WORK INSTRUCTION -> Copy out the records precisely, omitting pictures.

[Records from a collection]

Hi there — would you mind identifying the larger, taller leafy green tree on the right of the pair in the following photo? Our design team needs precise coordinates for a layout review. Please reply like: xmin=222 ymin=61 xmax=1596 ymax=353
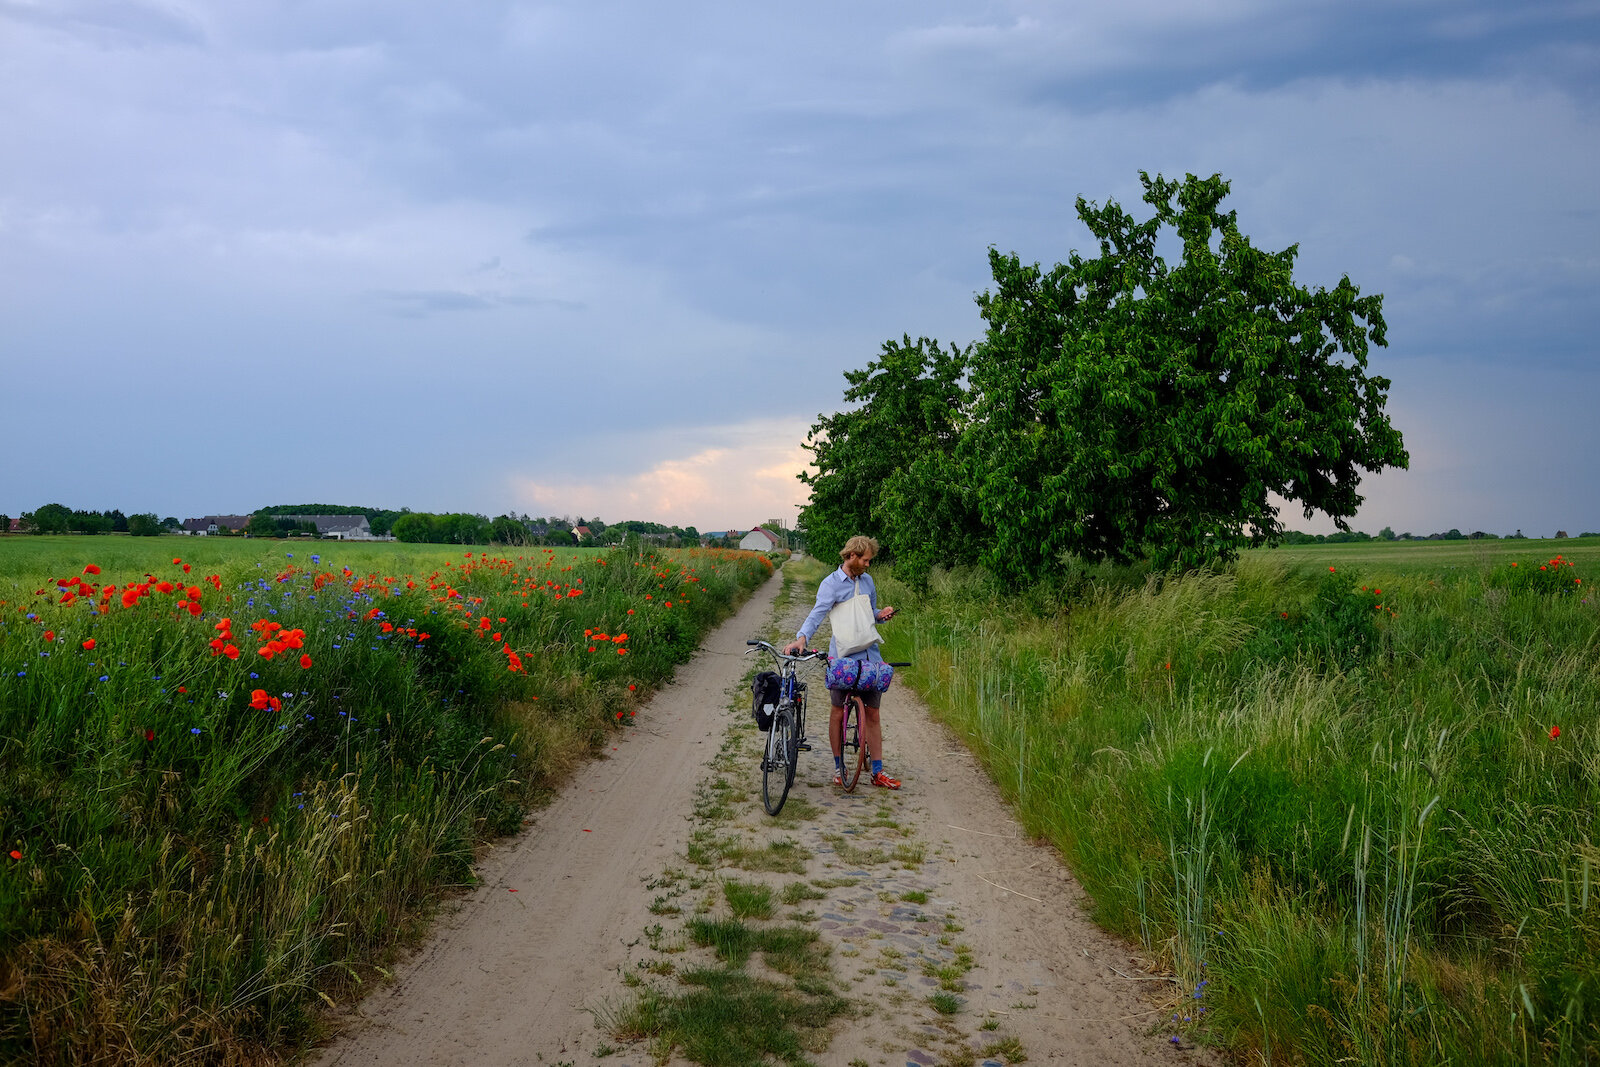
xmin=962 ymin=174 xmax=1408 ymax=577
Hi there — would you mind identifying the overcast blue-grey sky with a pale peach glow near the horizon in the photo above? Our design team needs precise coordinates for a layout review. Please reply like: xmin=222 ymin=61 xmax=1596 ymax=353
xmin=0 ymin=0 xmax=1600 ymax=536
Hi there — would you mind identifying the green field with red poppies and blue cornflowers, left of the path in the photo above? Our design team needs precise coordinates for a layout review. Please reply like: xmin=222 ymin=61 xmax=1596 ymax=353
xmin=0 ymin=537 xmax=773 ymax=1064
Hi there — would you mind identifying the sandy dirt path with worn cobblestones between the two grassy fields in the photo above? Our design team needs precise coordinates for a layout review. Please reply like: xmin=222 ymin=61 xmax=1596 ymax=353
xmin=314 ymin=577 xmax=1211 ymax=1067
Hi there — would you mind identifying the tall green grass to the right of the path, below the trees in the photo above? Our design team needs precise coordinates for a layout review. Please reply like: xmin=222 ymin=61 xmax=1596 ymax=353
xmin=880 ymin=553 xmax=1600 ymax=1064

TASK SOLUTION ->
Hi there — would you mind identifying the larger, taller leafy green tree on the right of the pair in the following photo? Our design team needs precise coordinates for a layout review. Please reply like: xmin=222 ymin=61 xmax=1596 ymax=353
xmin=962 ymin=174 xmax=1408 ymax=577
Hi there — would you mind identifying the overcast blue-grey sky with a pale peach glow near the horizon in the photo above? Our design team needs precise coordinates for a layout review. Please reply like: xmin=222 ymin=61 xmax=1596 ymax=353
xmin=0 ymin=0 xmax=1600 ymax=536
Hi there — would you mind identifying the green field with red poppies and blue cornflowers, left of the path in the photo above? Our design team needs precise coordinates for a layout review. Please reply like: xmin=222 ymin=61 xmax=1596 ymax=353
xmin=0 ymin=537 xmax=773 ymax=1064
Hi there — would you mind identifying the sandy dirt path with worn cobblestones between the two grassy fields in the photo above? Our design team needs precise coordinates for a layout review. Please reply like: xmin=222 ymin=61 xmax=1596 ymax=353
xmin=314 ymin=577 xmax=1211 ymax=1067
Hi there — would you mind identifying the tall green grass to the right of the path, below the trees in the photo above? Our design team needs precise coordinates for a layout review. Please reply like: xmin=222 ymin=61 xmax=1596 ymax=353
xmin=880 ymin=553 xmax=1600 ymax=1064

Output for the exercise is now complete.